* [Written problem]: Reproduce the data below word for word, leaving the pictures out of your answer.

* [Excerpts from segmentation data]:

>> BEGIN

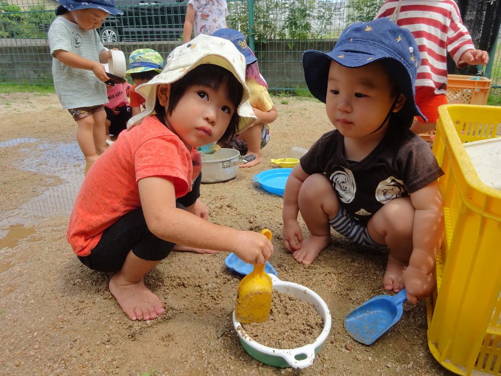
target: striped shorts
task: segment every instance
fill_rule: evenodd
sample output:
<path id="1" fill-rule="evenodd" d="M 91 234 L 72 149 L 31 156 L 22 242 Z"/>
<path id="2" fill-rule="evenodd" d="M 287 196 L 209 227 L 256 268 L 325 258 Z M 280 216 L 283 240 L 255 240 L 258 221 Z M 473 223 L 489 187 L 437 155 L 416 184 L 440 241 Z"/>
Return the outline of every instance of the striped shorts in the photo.
<path id="1" fill-rule="evenodd" d="M 336 217 L 329 220 L 329 224 L 342 235 L 357 244 L 373 247 L 386 247 L 373 240 L 369 235 L 367 227 L 360 226 L 342 206 L 340 207 Z"/>

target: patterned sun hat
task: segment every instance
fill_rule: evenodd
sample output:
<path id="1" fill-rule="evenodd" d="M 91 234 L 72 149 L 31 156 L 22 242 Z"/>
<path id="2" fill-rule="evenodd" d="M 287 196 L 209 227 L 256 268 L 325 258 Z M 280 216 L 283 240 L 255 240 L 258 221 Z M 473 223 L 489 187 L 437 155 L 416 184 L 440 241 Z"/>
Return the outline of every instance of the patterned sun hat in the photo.
<path id="1" fill-rule="evenodd" d="M 139 73 L 148 71 L 162 72 L 163 59 L 160 54 L 151 48 L 141 48 L 131 53 L 129 58 L 130 69 L 126 73 Z"/>
<path id="2" fill-rule="evenodd" d="M 67 11 L 73 12 L 79 9 L 93 8 L 104 11 L 110 15 L 116 16 L 124 13 L 115 7 L 115 0 L 86 0 L 85 2 L 76 0 L 59 0 L 60 5 L 56 9 L 56 16 L 61 16 Z"/>
<path id="3" fill-rule="evenodd" d="M 333 60 L 348 68 L 381 61 L 406 99 L 395 116 L 401 118 L 409 127 L 414 115 L 425 118 L 414 99 L 414 85 L 421 58 L 414 37 L 407 29 L 398 26 L 388 18 L 359 22 L 343 32 L 331 52 L 305 51 L 303 68 L 306 84 L 313 96 L 324 103 L 329 69 Z"/>
<path id="4" fill-rule="evenodd" d="M 199 34 L 170 53 L 161 73 L 137 87 L 137 92 L 146 100 L 146 108 L 129 120 L 127 125 L 129 129 L 146 116 L 155 113 L 158 85 L 176 81 L 198 66 L 206 64 L 218 65 L 227 70 L 242 85 L 242 97 L 236 109 L 240 116 L 236 133 L 240 133 L 254 124 L 257 119 L 247 100 L 250 93 L 245 85 L 246 65 L 243 55 L 226 39 Z"/>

>> END

* [Answer in full]:
target: striped shorts
task: segment every instance
fill_rule: evenodd
sample output:
<path id="1" fill-rule="evenodd" d="M 91 234 L 72 149 L 31 156 L 22 242 Z"/>
<path id="2" fill-rule="evenodd" d="M 287 196 L 209 227 L 256 268 L 325 258 Z M 280 216 L 283 240 L 255 240 L 258 221 Z M 473 223 L 489 187 L 437 155 L 416 184 L 440 241 Z"/>
Return the outline of every instance of the striped shorts in the photo.
<path id="1" fill-rule="evenodd" d="M 336 217 L 329 220 L 329 224 L 342 235 L 357 244 L 373 247 L 386 247 L 373 240 L 369 235 L 367 227 L 360 226 L 342 206 L 340 207 Z"/>

target: patterned sun hat
task: segment every instance
fill_rule: evenodd
sample output:
<path id="1" fill-rule="evenodd" d="M 91 234 L 72 149 L 31 156 L 22 242 Z"/>
<path id="2" fill-rule="evenodd" d="M 287 196 L 209 227 L 256 268 L 325 258 Z M 280 216 L 283 240 L 255 240 L 258 221 Z M 473 223 L 489 187 L 437 155 L 416 184 L 440 241 Z"/>
Return the outline of every instance of the patterned sun hat in the photo.
<path id="1" fill-rule="evenodd" d="M 139 73 L 148 71 L 162 72 L 163 59 L 160 54 L 151 48 L 141 48 L 131 53 L 129 58 L 130 69 L 126 73 Z"/>
<path id="2" fill-rule="evenodd" d="M 67 11 L 73 12 L 79 9 L 93 8 L 104 11 L 110 15 L 116 16 L 124 13 L 115 7 L 115 0 L 86 0 L 85 2 L 76 0 L 59 0 L 60 5 L 56 9 L 56 16 L 61 16 Z"/>
<path id="3" fill-rule="evenodd" d="M 333 60 L 348 68 L 381 61 L 406 99 L 395 116 L 401 118 L 409 127 L 414 115 L 425 118 L 414 99 L 414 85 L 421 58 L 414 37 L 407 29 L 398 26 L 388 18 L 359 22 L 343 32 L 331 52 L 305 51 L 303 68 L 306 84 L 313 96 L 324 103 L 329 69 Z"/>
<path id="4" fill-rule="evenodd" d="M 199 34 L 170 53 L 161 73 L 137 87 L 137 92 L 146 100 L 146 108 L 129 120 L 127 125 L 129 129 L 146 116 L 155 113 L 158 85 L 176 81 L 198 66 L 206 64 L 218 65 L 227 70 L 242 85 L 242 97 L 236 109 L 240 116 L 236 133 L 240 133 L 254 124 L 257 119 L 247 100 L 250 93 L 245 85 L 246 65 L 243 55 L 226 39 Z"/>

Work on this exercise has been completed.